§ **WHAT YOU HAVE TO DO**
Each entry needs to appear again, retyped exactly as it is below.

§ **Data entries**
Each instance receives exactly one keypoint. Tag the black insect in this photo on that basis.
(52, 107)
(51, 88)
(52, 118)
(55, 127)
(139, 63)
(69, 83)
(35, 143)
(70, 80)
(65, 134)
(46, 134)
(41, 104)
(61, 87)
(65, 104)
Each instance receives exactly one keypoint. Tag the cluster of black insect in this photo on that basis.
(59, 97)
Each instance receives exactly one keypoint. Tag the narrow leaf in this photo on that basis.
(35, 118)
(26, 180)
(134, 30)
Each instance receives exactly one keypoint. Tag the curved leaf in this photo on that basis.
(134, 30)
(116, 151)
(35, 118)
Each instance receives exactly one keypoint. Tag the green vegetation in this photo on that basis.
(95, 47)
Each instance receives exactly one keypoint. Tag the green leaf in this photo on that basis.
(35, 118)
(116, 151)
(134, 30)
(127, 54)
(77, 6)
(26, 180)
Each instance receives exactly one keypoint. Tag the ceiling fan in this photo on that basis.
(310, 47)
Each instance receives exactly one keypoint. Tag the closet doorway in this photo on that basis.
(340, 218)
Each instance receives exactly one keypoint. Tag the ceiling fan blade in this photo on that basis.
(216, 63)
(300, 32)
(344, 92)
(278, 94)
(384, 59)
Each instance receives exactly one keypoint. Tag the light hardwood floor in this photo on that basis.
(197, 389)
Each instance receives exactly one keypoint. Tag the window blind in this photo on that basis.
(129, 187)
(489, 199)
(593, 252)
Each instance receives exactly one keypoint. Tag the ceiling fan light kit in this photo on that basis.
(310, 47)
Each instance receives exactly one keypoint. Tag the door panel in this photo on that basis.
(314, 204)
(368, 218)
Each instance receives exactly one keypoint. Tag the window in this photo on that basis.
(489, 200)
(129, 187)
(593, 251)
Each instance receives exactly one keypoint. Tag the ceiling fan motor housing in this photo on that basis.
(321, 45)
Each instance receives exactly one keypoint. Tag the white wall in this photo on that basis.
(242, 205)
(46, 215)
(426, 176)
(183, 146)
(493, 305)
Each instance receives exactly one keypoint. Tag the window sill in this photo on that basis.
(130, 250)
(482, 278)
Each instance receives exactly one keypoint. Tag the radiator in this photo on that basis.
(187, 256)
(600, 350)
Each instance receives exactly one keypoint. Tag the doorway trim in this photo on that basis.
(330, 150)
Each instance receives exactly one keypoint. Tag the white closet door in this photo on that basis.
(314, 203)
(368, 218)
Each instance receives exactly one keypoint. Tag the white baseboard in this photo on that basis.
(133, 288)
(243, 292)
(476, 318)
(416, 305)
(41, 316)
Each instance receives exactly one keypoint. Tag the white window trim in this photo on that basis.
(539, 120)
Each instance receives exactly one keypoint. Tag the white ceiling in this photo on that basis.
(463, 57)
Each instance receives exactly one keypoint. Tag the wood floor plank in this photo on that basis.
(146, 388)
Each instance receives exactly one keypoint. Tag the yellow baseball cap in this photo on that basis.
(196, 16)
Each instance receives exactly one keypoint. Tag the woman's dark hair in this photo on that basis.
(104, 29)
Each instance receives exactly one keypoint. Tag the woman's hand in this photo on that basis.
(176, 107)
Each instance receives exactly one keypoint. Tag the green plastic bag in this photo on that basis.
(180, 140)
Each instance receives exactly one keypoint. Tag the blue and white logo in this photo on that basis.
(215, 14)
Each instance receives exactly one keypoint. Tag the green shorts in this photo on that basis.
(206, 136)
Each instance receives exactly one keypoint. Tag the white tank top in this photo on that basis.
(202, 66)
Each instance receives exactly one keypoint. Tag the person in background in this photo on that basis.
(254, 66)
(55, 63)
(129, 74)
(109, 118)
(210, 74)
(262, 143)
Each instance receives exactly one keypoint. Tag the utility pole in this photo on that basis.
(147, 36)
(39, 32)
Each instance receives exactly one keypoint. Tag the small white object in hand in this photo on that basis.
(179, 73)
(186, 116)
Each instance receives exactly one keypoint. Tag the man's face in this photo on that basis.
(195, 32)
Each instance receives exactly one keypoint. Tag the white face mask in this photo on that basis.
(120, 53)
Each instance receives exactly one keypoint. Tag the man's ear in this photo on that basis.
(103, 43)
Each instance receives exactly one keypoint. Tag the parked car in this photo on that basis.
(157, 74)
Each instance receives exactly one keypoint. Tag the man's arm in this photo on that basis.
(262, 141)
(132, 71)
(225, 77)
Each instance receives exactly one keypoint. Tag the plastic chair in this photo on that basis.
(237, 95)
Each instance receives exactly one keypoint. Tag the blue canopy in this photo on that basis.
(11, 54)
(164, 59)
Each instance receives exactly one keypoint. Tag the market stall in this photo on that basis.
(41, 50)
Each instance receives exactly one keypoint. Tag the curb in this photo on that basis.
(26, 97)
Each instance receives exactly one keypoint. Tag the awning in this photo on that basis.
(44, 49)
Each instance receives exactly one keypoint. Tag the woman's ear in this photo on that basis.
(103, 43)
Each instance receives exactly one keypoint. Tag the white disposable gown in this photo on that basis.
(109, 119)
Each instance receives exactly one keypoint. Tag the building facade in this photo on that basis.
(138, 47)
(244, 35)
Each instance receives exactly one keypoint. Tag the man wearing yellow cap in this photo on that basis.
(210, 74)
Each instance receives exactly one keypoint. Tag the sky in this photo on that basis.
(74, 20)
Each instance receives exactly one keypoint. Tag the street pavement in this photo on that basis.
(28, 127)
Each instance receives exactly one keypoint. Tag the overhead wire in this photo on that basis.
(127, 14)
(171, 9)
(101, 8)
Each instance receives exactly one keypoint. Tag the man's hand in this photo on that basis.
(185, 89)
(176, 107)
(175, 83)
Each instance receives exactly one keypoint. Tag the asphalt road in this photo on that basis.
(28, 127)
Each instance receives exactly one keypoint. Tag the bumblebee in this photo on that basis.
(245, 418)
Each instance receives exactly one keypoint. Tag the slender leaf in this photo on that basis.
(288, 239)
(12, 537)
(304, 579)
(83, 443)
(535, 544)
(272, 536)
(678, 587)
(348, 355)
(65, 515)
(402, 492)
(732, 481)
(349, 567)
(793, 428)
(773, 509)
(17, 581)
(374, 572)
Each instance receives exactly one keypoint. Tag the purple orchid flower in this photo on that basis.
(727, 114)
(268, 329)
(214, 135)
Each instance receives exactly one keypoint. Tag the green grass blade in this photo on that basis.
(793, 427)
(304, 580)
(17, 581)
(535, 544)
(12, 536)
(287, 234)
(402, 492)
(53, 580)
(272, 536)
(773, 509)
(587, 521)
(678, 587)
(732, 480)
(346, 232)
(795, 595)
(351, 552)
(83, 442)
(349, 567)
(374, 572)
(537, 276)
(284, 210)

§ **ANSWER TO THE EXERCISE**
Each instance receives exactly one keypoint. Tag the black insect in this photo on that basis.
(52, 107)
(51, 88)
(52, 118)
(55, 127)
(139, 63)
(69, 83)
(35, 143)
(70, 80)
(65, 134)
(46, 134)
(41, 104)
(61, 87)
(65, 104)
Each instance receives exactly one keypoint. Tag the cluster of black insect in this photo on that basis.
(59, 97)
Each instance receives exactly one keypoint. Tag the narrow leaf in this photo on that basis.
(35, 118)
(26, 180)
(134, 30)
Each instance receives exactly one keypoint. Tag the curved leaf in this photo on that basis.
(134, 30)
(116, 151)
(35, 118)
Each instance receives exactly one keypoint. Tag the green vegetation in this photo on that basis.
(95, 47)
Each instance receives exactly one keypoint. Tag the green leaf in this photo on that basis.
(35, 118)
(116, 151)
(134, 30)
(127, 54)
(77, 6)
(26, 180)
Each instance receives exactly one keypoint. Tag the ceiling fan in this photo on that basis.
(310, 47)
Each instance receives exactly one keypoint. Tag the closet doorway in this photo on that basis.
(340, 218)
Each instance receives exactly one keypoint. Tag the ceiling fan blade in this photo on that basis.
(216, 63)
(300, 32)
(344, 92)
(278, 94)
(384, 59)
Each instance receives exactly one keypoint. Tag the light hardwood floor in this photo on that basis.
(197, 389)
Each instance receives exactly one keypoint. Tag the window blind in this photo on that basis.
(129, 187)
(489, 199)
(593, 252)
Each instance receives exactly one keypoint. Tag the ceiling fan light kit in this photo on that basis.
(310, 47)
Each instance receives exactly one keypoint. Tag the door panel in this photo on that basis.
(314, 204)
(368, 218)
Each instance receives exactly one keypoint. Tag the window in this photo on that basis.
(489, 200)
(129, 187)
(593, 251)
Each instance receives exactly one keypoint. Tag the ceiling fan motor housing in this photo on that basis.
(321, 45)
Each instance receives exactly one keypoint. Tag the white wall in this photo on that basis.
(242, 205)
(46, 215)
(426, 176)
(183, 146)
(493, 305)
Each instance receives exactly one keypoint. Tag the window sill in this photo on that basis.
(130, 250)
(482, 278)
Each instance receives exactly one keypoint. Tag the radiator in this photo on that basis.
(187, 256)
(600, 350)
Each instance receives exactly one keypoint. Tag the doorway trim in this photo on that basis.
(330, 150)
Each instance receives exactly one keypoint. Tag the white closet door in this photo on that basis.
(314, 203)
(368, 218)
Each instance receives exactly one keypoint. Tag the white baseboard in this photo on that basis.
(133, 288)
(243, 292)
(476, 318)
(416, 305)
(41, 316)
Each instance receives exactly one keypoint. Tag the white window trim in this photo on that basis.
(539, 120)
Each instance receives exactly one keypoint. Tag the white ceiling in this photo on that basis.
(463, 57)
Each instance receives exactly one keypoint. Tag the wood floor plank in this photo on that basis.
(146, 388)
Each instance receives exactly one keypoint. Tag the yellow baseball cap in this photo on that basis.
(196, 16)
Each instance receives exactly one keypoint. Tag the woman's dark hair in this photo on that basis.
(104, 29)
Each instance receives exactly one keypoint. Tag the woman's hand in this photo on that basis.
(176, 107)
Each instance receives exactly one keypoint. Tag the green plastic bag in this photo on that basis.
(180, 140)
Each instance receives exactly one keypoint. Tag the blue and white logo in this photo on that basis.
(215, 14)
Each instance receives exactly one keypoint. Tag the green shorts in this photo on that basis.
(206, 136)
Each instance receives exactly one keypoint. Tag the white tank top in this photo on that basis.
(202, 66)
Each instance receives exactly one keypoint. Tag the person in background in this photo on that basis.
(254, 66)
(55, 63)
(129, 74)
(109, 118)
(210, 74)
(262, 143)
Each instance receives exactly one keypoint. Tag the utility pole in this photo on that basis.
(147, 36)
(39, 32)
Each instance receives exactly one keypoint. Tag the small white object in hand in this photo on that basis.
(179, 73)
(186, 116)
Each instance receives exactly one keypoint. Tag the man's face in this photo on that basis.
(195, 32)
Each instance receives exactly one keypoint. Tag the white face mask in this photo on that basis.
(120, 53)
Each instance receives exactly one keypoint. Tag the man's ear in this photo on that basis.
(103, 43)
Each instance receives exactly one keypoint. Tag the parked car in this photo on that basis.
(157, 74)
Each instance receives exactly one keypoint. Tag the man's arm in this photo on that basis.
(262, 141)
(132, 71)
(225, 77)
Each instance receives exactly one keypoint. Tag the plastic chair in this photo on that basis.
(237, 95)
Each instance receives exactly one keypoint. Tag the blue canopy in this photo on that basis.
(11, 54)
(164, 59)
Each instance receives exactly one keypoint. Tag the market stall in this photo on that basis.
(41, 50)
Each instance receives exactly one keypoint. Tag the curb in this photo on that basis.
(26, 97)
Each instance receives exactly one keypoint. Tag the awning in this photo on that basis.
(44, 49)
Each instance receives exactly one keypoint. Tag the woman's ear in this photo on that basis.
(103, 43)
Each instance receives exactly one keypoint. Tag the white disposable gown in this photo on that basis.
(109, 119)
Each instance receives exactly one keypoint. Tag the building facade in this photo on that basis.
(138, 47)
(244, 35)
Each instance receives exactly one keypoint. Tag the man wearing yellow cap in this photo on that basis.
(210, 74)
Each instance receives exactly one keypoint. Tag the sky in this photo on that basis.
(74, 20)
Each instance receives exactly one keypoint. Tag the street pavement in this photo on that basis.
(28, 127)
Each instance receives exactly one keypoint. Tag the overhead wire in this photo on that basis.
(127, 14)
(171, 9)
(101, 8)
Each instance receives exactly one keypoint. Tag the man's hand in this photo on that basis.
(185, 89)
(176, 107)
(175, 83)
Each instance receives exactly one keypoint. Tag the asphalt road in this photo on that basis.
(28, 127)
Each instance receives exactly one keypoint. Tag the bumblebee in this photo on that basis.
(245, 418)
Each instance receives exactly one keypoint. Tag the slender leaf in this photo on that basis.
(288, 239)
(12, 537)
(304, 579)
(83, 443)
(535, 544)
(272, 536)
(678, 587)
(348, 355)
(65, 515)
(402, 492)
(732, 481)
(349, 567)
(793, 428)
(773, 509)
(17, 581)
(374, 572)
Each instance receives exactly one keypoint. Tag the purple orchid flower in this photo on that basis.
(727, 114)
(268, 329)
(214, 135)
Each instance receives exactly one keypoint. Tag the green grass blade in this photo on that basis.
(793, 427)
(304, 580)
(17, 581)
(535, 544)
(12, 536)
(287, 234)
(402, 492)
(53, 580)
(272, 536)
(773, 509)
(587, 521)
(678, 587)
(732, 480)
(346, 232)
(795, 595)
(351, 552)
(83, 442)
(349, 567)
(374, 572)
(537, 276)
(284, 210)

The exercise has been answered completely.